Top of Document passage
Personal information
- Born: 16 November 1996 (age 29) Nyack, New York, U.S.

Sport
- Country: Ireland
- Sport: Athletics
- Event: Shot put

Medal record
Athletics
Representing Ireland
| Bronze medal – third place | 2026 Nicosia | Shot put |

= Eric Favors =

Irish shot putter (born 1996)

Eric Favors (born 16 November 1996) is an American-born athlete who competes in the shot put for Ireland. He currently holds the Irish national record in the event.

== Career ==

=== Summer Universiade 2019 ===
In 2019, Favors competed at the Summer Universiade, where he finished 10th in the shot put.

=== 2022 season ===
In 2022, Favors finished 10th overall at the European Throwing Cup, recording a best mark of 19.70 meters. He also participated in the European Athletics Championships, where he placed 15th in the qualification round, failing to advance to the final. Later that year, he competed in his first World Championships in Eugene, Oregon, finishing 20th out of 30 participants with a best throw of 19.76 meters, again not advancing to the final.

=== 2023 season ===
In 2023, Favors improved his performance at the European Throwing Cup, finishing 5th with a throw of 20.66 meters. He also played a significant role in Ireland's promotion at the 2023 European Games by winning the shot put event in Division 3, although he did not win a medal. At his second World Championships, Favors finished 23rd out of 37 competitors.

=== 2024 season and Paris Olympics ===
In April 2024 Eric Broke the National Record throwing 20.93m. Favors narrowly missed advancing to the final at the European Championships, finishing 14th, one place better than his 2022 performance. Despite not meeting the entry standards, he qualified for the 2024 Summer Olympics in Paris based on his Olympic rankings. He finished 18th in the shot put with a best mark of 19.02 meters.
Bottom of Document passage
### [Exercise tasks]
[1] According to the article on Eric Favors, what throw set the Irish national record in April 2024?
[2] Continue the article on Eric Favors from its last sentence.
Top of Study material
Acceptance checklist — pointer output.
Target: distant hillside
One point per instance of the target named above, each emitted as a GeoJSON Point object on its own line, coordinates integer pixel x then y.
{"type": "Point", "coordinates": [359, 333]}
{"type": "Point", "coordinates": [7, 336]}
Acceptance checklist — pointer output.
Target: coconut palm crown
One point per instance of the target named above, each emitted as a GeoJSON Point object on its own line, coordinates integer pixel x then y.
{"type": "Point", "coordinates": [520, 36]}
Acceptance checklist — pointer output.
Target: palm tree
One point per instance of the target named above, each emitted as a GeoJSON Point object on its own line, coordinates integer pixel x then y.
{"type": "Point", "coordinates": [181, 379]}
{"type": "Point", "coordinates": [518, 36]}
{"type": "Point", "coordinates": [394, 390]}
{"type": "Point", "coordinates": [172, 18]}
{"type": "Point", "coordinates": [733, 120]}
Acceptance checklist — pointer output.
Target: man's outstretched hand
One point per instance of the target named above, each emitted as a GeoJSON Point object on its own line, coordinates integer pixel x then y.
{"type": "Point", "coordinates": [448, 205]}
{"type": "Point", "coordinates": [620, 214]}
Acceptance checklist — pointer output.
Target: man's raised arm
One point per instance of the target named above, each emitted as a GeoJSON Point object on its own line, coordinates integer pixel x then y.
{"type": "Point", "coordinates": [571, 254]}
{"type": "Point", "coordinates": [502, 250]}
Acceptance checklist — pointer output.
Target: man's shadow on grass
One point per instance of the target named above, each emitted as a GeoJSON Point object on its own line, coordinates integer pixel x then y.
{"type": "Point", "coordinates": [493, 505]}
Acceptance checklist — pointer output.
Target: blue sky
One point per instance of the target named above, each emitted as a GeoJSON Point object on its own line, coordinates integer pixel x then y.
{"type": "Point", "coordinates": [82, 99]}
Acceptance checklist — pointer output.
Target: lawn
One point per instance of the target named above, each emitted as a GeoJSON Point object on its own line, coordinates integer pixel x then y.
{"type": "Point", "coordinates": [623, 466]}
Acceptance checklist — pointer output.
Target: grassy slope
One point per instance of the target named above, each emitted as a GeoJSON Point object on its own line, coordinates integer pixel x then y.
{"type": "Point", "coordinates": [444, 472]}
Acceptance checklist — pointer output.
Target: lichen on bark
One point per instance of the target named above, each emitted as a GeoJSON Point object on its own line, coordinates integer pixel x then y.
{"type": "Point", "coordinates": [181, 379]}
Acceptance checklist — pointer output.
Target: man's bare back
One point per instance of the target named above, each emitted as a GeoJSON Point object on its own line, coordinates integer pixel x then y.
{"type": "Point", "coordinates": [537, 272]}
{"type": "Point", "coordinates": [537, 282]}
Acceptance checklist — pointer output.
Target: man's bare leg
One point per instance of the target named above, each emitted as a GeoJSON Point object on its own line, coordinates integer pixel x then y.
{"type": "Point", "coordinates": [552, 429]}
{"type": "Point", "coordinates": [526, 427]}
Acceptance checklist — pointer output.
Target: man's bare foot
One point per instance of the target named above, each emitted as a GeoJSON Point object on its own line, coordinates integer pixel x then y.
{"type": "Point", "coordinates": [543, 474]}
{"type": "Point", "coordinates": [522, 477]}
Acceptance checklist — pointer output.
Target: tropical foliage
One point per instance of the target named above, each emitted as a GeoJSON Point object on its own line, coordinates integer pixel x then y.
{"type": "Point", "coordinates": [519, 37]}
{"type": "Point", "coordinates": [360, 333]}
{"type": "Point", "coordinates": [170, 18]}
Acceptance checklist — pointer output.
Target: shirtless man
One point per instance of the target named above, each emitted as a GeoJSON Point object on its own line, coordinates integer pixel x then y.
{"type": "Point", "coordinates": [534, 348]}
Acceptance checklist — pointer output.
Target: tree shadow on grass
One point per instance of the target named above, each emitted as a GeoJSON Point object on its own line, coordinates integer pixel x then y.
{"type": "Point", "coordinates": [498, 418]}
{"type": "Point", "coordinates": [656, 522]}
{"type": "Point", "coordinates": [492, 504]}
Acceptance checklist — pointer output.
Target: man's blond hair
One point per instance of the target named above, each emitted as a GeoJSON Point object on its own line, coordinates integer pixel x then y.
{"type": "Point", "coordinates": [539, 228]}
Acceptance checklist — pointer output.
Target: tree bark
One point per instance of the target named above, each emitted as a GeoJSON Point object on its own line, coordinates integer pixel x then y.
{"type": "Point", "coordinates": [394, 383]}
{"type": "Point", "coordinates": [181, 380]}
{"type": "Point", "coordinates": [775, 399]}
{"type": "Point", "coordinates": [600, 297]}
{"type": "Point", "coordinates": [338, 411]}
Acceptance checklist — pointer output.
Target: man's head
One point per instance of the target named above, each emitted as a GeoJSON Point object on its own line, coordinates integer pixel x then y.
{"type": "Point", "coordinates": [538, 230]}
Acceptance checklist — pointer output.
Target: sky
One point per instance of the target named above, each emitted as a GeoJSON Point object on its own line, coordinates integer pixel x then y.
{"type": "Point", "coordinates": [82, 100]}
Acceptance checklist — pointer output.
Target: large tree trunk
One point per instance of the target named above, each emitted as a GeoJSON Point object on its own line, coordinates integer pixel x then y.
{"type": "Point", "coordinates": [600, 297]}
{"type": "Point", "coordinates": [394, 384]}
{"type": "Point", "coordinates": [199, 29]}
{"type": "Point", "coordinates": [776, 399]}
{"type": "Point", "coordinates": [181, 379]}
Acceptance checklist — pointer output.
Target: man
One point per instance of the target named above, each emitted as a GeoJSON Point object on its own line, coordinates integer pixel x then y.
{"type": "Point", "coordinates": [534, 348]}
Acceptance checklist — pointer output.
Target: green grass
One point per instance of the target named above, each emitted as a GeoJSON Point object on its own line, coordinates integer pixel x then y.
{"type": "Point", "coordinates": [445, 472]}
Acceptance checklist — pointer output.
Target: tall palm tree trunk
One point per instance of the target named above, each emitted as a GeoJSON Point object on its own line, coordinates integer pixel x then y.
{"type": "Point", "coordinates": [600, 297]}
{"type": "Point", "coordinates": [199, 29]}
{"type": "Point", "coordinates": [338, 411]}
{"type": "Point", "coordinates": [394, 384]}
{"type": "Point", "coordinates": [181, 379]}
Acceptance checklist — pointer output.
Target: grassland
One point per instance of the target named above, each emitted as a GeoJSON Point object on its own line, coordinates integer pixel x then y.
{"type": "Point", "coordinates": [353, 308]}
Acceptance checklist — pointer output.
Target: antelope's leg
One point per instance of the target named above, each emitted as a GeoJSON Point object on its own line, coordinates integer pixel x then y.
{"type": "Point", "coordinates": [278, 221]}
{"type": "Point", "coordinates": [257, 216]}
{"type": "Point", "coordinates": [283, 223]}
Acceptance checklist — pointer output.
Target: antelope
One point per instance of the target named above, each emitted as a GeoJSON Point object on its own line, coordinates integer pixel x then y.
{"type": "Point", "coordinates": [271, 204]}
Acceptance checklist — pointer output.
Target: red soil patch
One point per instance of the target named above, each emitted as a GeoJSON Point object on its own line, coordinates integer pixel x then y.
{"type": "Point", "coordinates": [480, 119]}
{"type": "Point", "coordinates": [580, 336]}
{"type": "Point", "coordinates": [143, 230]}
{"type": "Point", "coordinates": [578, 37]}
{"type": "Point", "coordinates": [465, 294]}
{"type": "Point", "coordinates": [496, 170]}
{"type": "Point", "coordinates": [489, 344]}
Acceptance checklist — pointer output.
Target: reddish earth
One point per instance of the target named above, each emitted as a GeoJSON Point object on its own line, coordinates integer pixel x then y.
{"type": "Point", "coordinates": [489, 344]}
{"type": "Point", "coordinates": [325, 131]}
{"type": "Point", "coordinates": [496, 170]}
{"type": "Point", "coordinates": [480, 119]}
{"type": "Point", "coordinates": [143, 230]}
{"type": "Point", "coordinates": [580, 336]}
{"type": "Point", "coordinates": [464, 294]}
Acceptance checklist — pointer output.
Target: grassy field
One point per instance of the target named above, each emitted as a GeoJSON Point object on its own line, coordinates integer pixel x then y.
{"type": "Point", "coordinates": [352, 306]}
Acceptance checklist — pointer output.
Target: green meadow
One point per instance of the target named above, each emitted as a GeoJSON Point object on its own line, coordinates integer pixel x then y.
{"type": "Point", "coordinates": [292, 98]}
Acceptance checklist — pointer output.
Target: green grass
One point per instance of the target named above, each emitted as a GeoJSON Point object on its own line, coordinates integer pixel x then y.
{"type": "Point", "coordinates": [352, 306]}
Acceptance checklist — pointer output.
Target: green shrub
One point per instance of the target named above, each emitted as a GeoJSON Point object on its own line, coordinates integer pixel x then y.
Bottom of Study material
### [Results by task]
[1] 20.93 meters

[2]
== Major Championship Results ==

Representing Ireland
| Year | Competition | Venue | Position | Mark |
| 2019 | Summer Universiade | Naples, Italy | 9th | 19.20 |
| 2022 | European Throwing Cup | Leiria, Portugal | 10th | 19.70 |
| World Championships | Eugene, United States | 20th (q) | 19.76 |
| European Championships | Munich, Germany | 15th (q) | 19.71 |
| 2023 | European Throwing Cup | Leiria, Portugal | 5th | 20.66 |
| World Championships | Budapest, Hungary | 23rd (q) | 19.65 |
| 2024 | European Championships | Rome, Italy | 14th (q) | 19.60 |
| Olympic Games | Paris, France | 27th (q) | 19.02 |
| 2025 | European Throwing Cup | Nicosia, Cyprus | 9th | 19.10 |
| World Championships | Tokyo, Japan | 28th (q) | 19.19 |
| 2026 | European Throwing Cup | Nicosia, Cyprus |  | 19.68 |
| European Championships | Paris, France | 10th | 19.79 |

== Personal life ==
Eric Favors is eligible to represent Ireland due to his family connections in Ballina, County Mayo. Before focusing on athletics, Favors played American football in high school. He also maintains a YouTube channel with 14.6k subscribers, where he shares videos on shot put workouts and training sessions.